* **RECORDS FOR THE TASK**
>>>

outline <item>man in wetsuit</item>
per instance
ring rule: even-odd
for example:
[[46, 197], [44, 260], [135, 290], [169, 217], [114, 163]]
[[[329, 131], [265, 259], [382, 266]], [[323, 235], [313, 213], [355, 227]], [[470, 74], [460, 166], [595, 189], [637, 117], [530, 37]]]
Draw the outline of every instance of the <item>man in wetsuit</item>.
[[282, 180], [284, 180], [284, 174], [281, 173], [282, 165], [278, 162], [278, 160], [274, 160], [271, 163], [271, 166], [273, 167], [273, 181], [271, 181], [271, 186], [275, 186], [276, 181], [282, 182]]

<<<

* **DESCRIPTION OF THE TASK**
Give back each entry above precisely as it was written.

* **REPLY TO THE EXERCISE**
outline <item>man in wetsuit</item>
per instance
ring rule: even-odd
for example:
[[46, 197], [44, 260], [135, 290], [169, 217], [114, 163]]
[[[329, 131], [265, 259], [382, 266]], [[323, 235], [313, 213], [355, 227]], [[470, 74], [460, 166], [595, 189], [637, 117], [530, 37]]]
Draw the outline of every instance of the <item>man in wetsuit</item>.
[[282, 180], [284, 180], [284, 174], [281, 173], [282, 165], [278, 162], [278, 160], [274, 160], [271, 163], [271, 166], [273, 167], [273, 181], [271, 181], [271, 186], [275, 186], [276, 181], [282, 182]]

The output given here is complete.